CHECK YOUR UNDERSTANDING:
1/ In the raw milk text below, restate the paragraph beginning "California is one of 12 states" as a short bulleted list that keeps its main facts.
2/ According to the raw milk text below, in what year was McAfee's operation licensed?

DOCUMENT SECTION:
* * * *

Langer says they used the most recent data available. In the same week the study was published, raw milk sickened at least 78 people in a Pennsylvania outbreak.

California is one of 12 states that allow raw milk sales at retail stores, while 20 states prohibit sales outright. Other states permit raw milk with varying restrictions. Federal law prohibits selling raw milk across state lines.

Big business

Raw milk is a $9 million business in California, according to Mark McAfee, owner of the Fresno-based Organic Pastures Dairy Company one of only two state-licensed raw milk suppliers.

"It sells like crazy," said McAfee. His $8 million operation, licensed in 2001, has grown roughly $1 million annually in recent years, and now serves about 75,000 consumers weekly, he said.

Raw milk believers swear by the product's purported health benefits, including relief from allergies, eczema, asthma, lactose intolerance, ulcers and inflammatory bowel disease. Most claims rely on anecdotal evidence and informal surveys.

* * * *

LISTED ENTRIES:
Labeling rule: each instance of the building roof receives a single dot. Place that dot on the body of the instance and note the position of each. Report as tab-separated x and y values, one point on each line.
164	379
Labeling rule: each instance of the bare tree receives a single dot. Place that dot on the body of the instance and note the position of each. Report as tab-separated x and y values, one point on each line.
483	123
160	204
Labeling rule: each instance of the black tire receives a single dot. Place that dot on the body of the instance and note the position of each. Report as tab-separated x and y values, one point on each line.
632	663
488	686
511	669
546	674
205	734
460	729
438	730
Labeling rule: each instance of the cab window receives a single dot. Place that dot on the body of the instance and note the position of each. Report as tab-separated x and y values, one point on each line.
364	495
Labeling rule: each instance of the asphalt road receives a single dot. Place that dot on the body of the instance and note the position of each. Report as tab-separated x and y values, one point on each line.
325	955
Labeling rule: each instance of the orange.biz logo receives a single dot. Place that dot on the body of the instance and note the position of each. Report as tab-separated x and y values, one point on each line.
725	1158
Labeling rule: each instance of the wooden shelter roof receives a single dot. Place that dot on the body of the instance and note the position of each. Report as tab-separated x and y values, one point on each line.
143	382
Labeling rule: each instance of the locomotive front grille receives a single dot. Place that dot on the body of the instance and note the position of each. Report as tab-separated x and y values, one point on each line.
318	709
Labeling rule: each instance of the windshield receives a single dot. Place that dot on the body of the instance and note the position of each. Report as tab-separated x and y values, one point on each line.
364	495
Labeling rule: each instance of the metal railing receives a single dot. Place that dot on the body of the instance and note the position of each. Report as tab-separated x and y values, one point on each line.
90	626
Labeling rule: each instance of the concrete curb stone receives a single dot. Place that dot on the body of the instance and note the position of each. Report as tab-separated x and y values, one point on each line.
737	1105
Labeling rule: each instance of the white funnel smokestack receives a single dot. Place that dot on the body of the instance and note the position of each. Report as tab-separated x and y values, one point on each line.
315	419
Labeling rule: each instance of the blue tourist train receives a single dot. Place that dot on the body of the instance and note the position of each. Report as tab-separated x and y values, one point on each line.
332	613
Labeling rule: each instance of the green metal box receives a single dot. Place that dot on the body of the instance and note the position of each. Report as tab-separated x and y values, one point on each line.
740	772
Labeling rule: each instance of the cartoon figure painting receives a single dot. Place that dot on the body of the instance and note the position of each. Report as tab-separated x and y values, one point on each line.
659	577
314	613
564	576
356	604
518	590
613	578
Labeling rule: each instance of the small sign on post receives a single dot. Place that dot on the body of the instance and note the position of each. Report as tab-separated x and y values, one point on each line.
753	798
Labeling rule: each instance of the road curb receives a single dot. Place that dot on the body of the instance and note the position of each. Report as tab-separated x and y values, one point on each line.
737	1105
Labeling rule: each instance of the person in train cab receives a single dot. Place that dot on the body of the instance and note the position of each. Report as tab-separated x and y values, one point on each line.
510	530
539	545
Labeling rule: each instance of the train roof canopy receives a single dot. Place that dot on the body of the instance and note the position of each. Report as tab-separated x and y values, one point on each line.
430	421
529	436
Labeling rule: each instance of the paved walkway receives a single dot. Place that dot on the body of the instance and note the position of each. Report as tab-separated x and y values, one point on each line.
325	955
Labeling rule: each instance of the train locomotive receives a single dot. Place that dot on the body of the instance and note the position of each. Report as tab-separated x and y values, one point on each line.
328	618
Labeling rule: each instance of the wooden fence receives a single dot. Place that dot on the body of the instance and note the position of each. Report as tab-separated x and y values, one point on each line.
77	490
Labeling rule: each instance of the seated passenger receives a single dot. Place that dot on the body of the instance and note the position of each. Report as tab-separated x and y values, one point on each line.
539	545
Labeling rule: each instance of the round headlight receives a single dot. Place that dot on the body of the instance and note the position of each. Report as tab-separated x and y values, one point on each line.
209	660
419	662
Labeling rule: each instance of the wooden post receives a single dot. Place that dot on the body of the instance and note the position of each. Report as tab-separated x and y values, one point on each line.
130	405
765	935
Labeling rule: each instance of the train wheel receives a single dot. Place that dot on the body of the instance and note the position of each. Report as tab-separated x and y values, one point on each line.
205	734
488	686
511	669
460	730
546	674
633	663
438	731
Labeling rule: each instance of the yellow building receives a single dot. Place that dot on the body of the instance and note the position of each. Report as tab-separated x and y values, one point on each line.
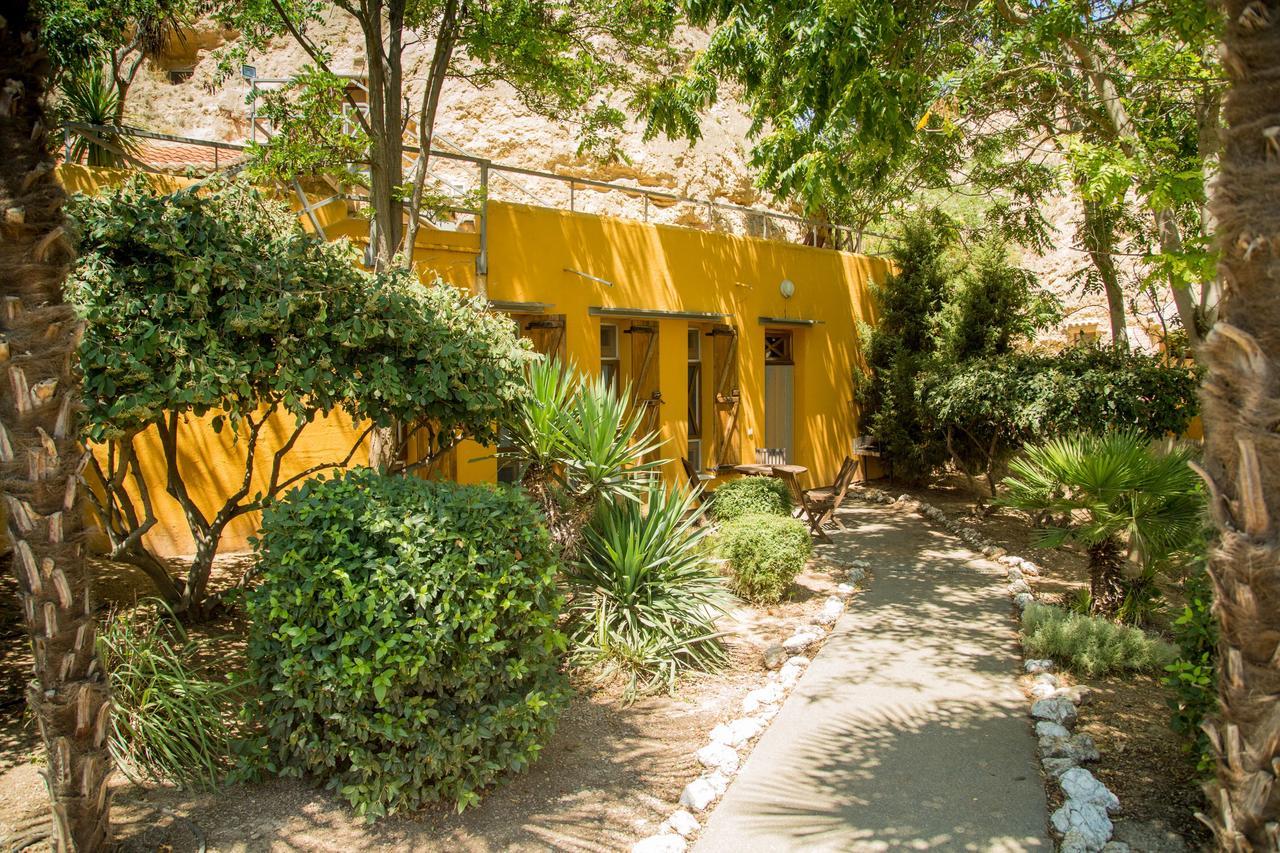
730	343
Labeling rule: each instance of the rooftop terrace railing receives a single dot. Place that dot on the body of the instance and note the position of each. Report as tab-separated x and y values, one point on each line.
645	204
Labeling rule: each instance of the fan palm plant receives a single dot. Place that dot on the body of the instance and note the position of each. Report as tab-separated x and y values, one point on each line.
1119	500
644	598
577	442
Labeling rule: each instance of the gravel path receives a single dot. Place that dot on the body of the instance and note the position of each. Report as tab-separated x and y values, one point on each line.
909	729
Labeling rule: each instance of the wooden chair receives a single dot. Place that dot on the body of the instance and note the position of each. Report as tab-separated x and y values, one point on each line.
810	511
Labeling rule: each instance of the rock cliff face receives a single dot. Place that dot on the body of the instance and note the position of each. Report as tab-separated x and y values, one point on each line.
492	123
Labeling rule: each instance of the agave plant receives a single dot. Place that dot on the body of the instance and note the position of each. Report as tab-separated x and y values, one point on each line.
92	99
577	442
1120	500
644	598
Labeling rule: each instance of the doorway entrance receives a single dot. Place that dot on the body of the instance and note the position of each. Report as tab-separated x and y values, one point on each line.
778	393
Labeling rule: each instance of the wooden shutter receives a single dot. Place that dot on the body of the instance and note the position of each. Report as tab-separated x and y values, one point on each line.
644	373
728	398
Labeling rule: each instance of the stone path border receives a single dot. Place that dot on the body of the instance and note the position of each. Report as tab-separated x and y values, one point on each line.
730	743
1084	817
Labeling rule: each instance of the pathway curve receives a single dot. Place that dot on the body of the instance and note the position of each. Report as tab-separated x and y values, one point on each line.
909	729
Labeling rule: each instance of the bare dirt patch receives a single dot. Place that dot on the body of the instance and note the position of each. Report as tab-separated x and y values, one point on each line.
611	775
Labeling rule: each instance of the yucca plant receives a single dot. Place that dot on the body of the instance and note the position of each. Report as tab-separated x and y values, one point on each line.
643	596
172	721
577	442
92	99
1120	500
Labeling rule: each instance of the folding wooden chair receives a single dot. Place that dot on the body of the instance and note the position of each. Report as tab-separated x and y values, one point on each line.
809	510
830	497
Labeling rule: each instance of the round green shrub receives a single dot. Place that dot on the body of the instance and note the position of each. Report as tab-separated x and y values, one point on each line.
403	638
752	496
764	553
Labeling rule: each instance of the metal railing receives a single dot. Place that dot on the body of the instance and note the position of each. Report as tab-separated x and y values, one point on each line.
830	235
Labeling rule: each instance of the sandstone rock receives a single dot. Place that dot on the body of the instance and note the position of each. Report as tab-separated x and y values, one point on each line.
1083	787
666	843
1055	710
735	734
1051	730
760	697
718	756
773	656
681	822
831	611
1087	822
800	641
698	794
1055	767
789	675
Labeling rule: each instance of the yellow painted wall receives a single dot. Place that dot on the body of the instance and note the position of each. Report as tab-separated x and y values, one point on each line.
650	267
680	269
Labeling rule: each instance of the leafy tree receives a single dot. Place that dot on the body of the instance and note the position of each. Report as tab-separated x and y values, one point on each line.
97	48
1119	500
899	347
558	58
215	302
1242	461
858	108
68	694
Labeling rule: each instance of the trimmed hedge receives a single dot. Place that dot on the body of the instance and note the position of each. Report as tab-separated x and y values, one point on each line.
764	553
1091	644
750	496
403	638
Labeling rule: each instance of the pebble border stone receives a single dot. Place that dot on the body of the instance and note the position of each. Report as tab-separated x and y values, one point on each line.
1084	817
730	743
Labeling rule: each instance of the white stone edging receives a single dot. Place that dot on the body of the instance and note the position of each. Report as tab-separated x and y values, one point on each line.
730	743
1084	817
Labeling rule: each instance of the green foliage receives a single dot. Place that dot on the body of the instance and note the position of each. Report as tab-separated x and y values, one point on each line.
91	99
403	638
201	301
1089	644
764	553
1193	676
900	346
172	724
1111	486
643	597
752	496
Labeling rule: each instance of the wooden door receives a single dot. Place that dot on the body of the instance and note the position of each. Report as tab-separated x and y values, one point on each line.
727	397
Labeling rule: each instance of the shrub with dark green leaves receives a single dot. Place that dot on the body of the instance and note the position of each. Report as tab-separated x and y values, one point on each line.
764	553
1193	676
405	638
1091	644
752	496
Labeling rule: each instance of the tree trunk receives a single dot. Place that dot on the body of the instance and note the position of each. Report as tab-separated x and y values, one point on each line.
1106	578
39	452
1242	443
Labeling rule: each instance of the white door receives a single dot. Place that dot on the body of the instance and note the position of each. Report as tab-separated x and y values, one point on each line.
778	406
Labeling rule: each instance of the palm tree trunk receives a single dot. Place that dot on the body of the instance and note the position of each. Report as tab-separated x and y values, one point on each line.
39	451
1242	443
1106	578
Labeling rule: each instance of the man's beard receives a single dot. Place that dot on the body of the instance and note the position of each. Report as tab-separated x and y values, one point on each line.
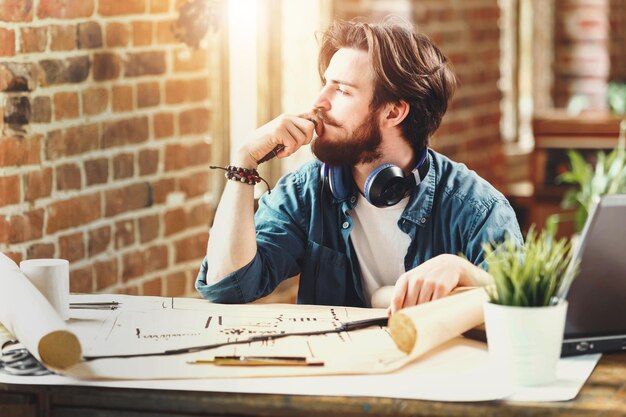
363	146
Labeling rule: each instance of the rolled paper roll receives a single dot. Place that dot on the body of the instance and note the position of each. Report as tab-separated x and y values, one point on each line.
416	330
28	315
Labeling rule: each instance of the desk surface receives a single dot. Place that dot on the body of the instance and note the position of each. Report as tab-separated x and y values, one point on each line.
604	394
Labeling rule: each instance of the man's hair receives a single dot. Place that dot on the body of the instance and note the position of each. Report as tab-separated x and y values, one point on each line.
407	66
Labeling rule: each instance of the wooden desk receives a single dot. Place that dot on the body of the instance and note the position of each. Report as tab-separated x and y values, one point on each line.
604	394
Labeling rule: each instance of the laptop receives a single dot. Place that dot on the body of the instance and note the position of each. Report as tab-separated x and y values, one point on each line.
596	315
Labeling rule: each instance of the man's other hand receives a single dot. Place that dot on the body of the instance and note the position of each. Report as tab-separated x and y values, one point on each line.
435	279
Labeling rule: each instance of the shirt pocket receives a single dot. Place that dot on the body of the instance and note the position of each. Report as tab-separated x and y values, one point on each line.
324	276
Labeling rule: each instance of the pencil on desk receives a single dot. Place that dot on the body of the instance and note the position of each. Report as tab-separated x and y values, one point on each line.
257	361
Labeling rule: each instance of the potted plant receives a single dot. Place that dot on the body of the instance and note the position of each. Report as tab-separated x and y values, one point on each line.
525	314
608	176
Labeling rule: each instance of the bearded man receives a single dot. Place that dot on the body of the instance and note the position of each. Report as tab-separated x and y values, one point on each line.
378	207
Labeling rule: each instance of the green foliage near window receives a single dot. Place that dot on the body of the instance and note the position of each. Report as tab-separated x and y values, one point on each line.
532	275
607	177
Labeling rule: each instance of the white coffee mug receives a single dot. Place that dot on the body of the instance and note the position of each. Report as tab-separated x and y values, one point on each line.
52	278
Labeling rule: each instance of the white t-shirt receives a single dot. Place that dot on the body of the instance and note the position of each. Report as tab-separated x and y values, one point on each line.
379	244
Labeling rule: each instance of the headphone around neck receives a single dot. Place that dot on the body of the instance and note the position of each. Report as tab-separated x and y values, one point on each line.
384	187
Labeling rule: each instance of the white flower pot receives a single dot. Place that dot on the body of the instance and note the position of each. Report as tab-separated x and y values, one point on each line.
525	342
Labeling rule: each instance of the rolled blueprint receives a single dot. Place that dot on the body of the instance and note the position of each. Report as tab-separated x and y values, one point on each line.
416	330
26	313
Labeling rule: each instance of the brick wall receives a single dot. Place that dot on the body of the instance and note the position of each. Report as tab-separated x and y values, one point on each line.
581	52
104	122
467	32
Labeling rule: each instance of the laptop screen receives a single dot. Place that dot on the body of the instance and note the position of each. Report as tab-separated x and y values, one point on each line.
597	297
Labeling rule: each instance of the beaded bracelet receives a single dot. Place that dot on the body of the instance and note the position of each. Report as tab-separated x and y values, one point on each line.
245	175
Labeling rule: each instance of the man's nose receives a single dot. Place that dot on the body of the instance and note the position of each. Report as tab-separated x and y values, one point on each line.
322	101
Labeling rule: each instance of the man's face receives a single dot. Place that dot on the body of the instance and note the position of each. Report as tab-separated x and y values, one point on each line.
351	133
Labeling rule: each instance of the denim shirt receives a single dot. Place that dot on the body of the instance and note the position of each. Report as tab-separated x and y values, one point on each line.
301	228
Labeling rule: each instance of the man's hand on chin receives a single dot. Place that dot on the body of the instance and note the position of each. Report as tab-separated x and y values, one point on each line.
435	279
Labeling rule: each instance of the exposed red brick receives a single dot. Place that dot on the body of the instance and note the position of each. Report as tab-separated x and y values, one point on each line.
162	189
122	98
193	121
72	247
124	233
38	184
16	11
5	226
156	258
10	190
163	125
40	251
83	209
65	9
95	101
18	151
7	42
98	240
148	228
129	198
16	257
165	34
17	76
125	132
17	110
65	106
62	38
33	39
41	110
191	248
148	94
194	184
186	60
97	171
144	63
175	221
106	273
81	280
175	157
116	35
159	6
59	71
89	35
142	33
68	177
176	285
152	287
148	161
72	141
180	91
123	166
132	265
106	66
27	226
117	7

* * * *

ANSWERS TO THE TASKS:
1/
- California is one of 12 states that allow raw milk sales at retail stores.
- 20 states ban raw milk sales outright.
- Other states allow raw milk with varying restrictions.
- Federal law bans selling raw milk across state lines.

2/ 2001